→ **Written instruction**: The records that follow should be retyped word for word.

→ **Material for the task**:

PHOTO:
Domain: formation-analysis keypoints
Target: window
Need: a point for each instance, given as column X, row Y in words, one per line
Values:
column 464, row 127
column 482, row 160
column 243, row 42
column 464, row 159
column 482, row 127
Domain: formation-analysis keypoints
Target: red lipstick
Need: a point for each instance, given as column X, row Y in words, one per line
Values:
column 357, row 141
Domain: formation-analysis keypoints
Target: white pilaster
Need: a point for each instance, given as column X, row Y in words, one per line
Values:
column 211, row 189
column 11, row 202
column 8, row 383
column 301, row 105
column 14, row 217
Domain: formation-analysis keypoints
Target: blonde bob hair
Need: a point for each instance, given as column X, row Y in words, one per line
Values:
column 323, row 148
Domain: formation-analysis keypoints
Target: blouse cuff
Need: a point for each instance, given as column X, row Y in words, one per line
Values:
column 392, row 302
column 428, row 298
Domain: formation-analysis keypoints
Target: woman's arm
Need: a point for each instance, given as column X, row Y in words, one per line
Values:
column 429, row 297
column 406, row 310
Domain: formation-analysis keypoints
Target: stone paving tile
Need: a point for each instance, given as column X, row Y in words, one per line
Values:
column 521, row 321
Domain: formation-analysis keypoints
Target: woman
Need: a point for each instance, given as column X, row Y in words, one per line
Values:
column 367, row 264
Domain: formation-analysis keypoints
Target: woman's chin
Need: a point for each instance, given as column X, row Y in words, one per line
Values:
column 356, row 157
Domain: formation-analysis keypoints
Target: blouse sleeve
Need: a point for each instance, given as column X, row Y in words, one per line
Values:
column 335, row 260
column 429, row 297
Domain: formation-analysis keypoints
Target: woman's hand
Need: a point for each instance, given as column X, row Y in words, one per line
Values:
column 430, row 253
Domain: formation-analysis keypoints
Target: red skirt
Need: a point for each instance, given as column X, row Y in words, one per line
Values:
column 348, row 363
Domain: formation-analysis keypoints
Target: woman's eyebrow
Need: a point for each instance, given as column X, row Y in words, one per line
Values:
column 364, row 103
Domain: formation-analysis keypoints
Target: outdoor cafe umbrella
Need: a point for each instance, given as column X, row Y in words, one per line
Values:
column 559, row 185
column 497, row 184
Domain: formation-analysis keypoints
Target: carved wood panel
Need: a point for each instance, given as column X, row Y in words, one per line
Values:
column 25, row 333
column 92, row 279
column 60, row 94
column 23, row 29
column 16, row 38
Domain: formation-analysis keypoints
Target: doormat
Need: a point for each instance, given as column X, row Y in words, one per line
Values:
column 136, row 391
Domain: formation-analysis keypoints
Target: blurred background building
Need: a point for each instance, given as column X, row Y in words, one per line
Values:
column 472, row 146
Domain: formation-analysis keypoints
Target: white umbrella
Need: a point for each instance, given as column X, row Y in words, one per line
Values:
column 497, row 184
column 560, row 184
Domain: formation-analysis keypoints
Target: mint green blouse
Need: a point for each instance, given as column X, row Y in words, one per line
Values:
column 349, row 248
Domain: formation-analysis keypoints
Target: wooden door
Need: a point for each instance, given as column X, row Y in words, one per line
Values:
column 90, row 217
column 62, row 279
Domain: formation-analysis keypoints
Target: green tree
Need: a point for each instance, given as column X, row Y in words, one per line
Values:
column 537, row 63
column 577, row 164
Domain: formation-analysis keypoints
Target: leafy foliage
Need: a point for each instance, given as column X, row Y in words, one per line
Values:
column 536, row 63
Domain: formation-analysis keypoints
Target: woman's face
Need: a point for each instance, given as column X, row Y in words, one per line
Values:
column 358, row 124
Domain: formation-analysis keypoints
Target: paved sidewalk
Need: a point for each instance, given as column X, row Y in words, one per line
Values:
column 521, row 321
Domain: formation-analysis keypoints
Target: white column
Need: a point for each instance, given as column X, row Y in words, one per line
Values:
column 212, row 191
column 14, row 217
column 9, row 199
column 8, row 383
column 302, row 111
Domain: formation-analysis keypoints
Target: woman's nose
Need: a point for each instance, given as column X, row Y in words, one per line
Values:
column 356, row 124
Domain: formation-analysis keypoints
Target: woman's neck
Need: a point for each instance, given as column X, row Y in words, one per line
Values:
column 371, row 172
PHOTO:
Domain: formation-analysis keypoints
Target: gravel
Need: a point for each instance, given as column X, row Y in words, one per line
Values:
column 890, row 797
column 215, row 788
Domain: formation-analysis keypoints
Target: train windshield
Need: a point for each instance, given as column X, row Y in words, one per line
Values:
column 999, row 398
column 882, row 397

→ **Finished task**:
PHOTO:
Domain: formation-analysis keypoints
Target: window
Need: a point for each instance, given as column X, row Y in words, one per line
Values:
column 464, row 127
column 482, row 160
column 243, row 42
column 464, row 159
column 482, row 127
Domain: formation-analysis keypoints
Target: red lipstick
Need: a point for each instance, given as column X, row Y in words, one per line
Values:
column 357, row 141
Domain: formation-analysis keypoints
Target: white pilaster
Need: a point for each instance, given as column X, row Y in words, one per line
Values:
column 211, row 189
column 11, row 202
column 8, row 383
column 301, row 105
column 14, row 217
Domain: formation-analysis keypoints
Target: blonde bob hair
Need: a point for each instance, given as column X, row Y in words, one per line
Values:
column 323, row 148
Domain: formation-analysis keypoints
Target: blouse cuff
Need: a point for each instance, given as column X, row Y in words, one per line
Values:
column 392, row 302
column 428, row 298
Domain: formation-analysis keypoints
Target: woman's arm
Need: a point for each instance, given as column X, row Y in words, one per line
Values:
column 429, row 297
column 406, row 310
Domain: formation-analysis keypoints
Target: stone paving tile
Need: a point for each instance, given as column X, row Y in words, one per line
Values:
column 521, row 321
Domain: formation-analysis keypoints
Target: woman
Need: a point for each instance, given as column X, row Y in words, one per line
Values:
column 367, row 264
Domain: formation-analysis keypoints
Target: woman's chin
Need: a point for each instance, given as column X, row Y in words, one per line
Values:
column 356, row 157
Domain: formation-analysis keypoints
Target: blouse sleeve
Need: a point for each instance, given as column X, row Y in words, one per line
Values:
column 335, row 260
column 429, row 297
Domain: formation-analysis keypoints
Target: woman's hand
Need: a point for each instance, given as column X, row Y in words, one per line
Values:
column 430, row 253
Domain: formation-analysis keypoints
Target: red skirt
Need: a point for each instance, given as column X, row Y in words, one per line
Values:
column 348, row 363
Domain: formation-analysis keypoints
Target: woman's eyebrow
Need: a point for each instance, given as column X, row Y in words, one per line
Values:
column 364, row 103
Domain: formation-analysis keypoints
Target: outdoor cafe umbrella
Need: a point for each instance, given as column X, row Y in words, one per line
Values:
column 559, row 185
column 497, row 184
Domain: formation-analysis keypoints
Target: carved wood panel
Need: a point for each instance, given as column X, row Y in words, one per line
Values:
column 25, row 333
column 92, row 279
column 60, row 94
column 23, row 29
column 16, row 38
Domain: formation-analysis keypoints
Target: doormat
Need: a point for each instance, given as column X, row Y in words, one per line
Values:
column 136, row 391
Domain: formation-analysis keypoints
Target: blurred background building
Need: a point for each instance, given as column X, row Y in words, one per line
Values:
column 472, row 146
Domain: formation-analysis keypoints
Target: white umbrella
Need: a point for each instance, given as column X, row Y in words, one per line
Values:
column 497, row 184
column 560, row 184
Domain: formation-analysis keypoints
Target: mint green blouse
Need: a point for each instance, given as column X, row Y in words, one per line
Values:
column 349, row 248
Domain: formation-analysis keypoints
Target: wooden door
Need: a point for each instance, given as column X, row Y in words, one per line
Values:
column 90, row 217
column 62, row 279
Domain: formation-analysis keypoints
Target: green tree
Need: a point for each instance, given as column X, row Y in words, one per line
Values:
column 537, row 63
column 577, row 164
Domain: formation-analysis keypoints
Target: leafy foliage
Need: a point for each instance, given as column X, row Y in words, one per line
Values:
column 536, row 63
Domain: formation-analysis keypoints
Target: woman's face
Need: a point for each instance, given as column X, row Y in words, one per line
Values:
column 358, row 124
Domain: formation-analysis keypoints
Target: paved sidewalk
Need: a point for each instance, given as column X, row Y in words, one per line
Values:
column 521, row 321
Domain: formation-analysis keypoints
Target: white column
Need: a point for each instance, given as column X, row Y in words, one per line
Values:
column 212, row 191
column 14, row 217
column 9, row 199
column 8, row 383
column 302, row 111
Domain: formation-analysis keypoints
Target: woman's nose
Need: a point for each instance, given as column X, row Y in words, one per line
Values:
column 356, row 124
Domain: formation-analysis keypoints
Target: woman's neck
Need: a point for each instance, given as column X, row Y in words, one per line
Values:
column 371, row 172
PHOTO:
Domain: formation-analysis keypoints
Target: gravel
Need: a point for each instance, given as column X, row Y in words, one per line
Values:
column 890, row 797
column 215, row 788
Domain: formation-analysis keypoints
Target: train windshield
Need: a point for each instance, given as column X, row Y in words, one per line
Values:
column 999, row 398
column 882, row 397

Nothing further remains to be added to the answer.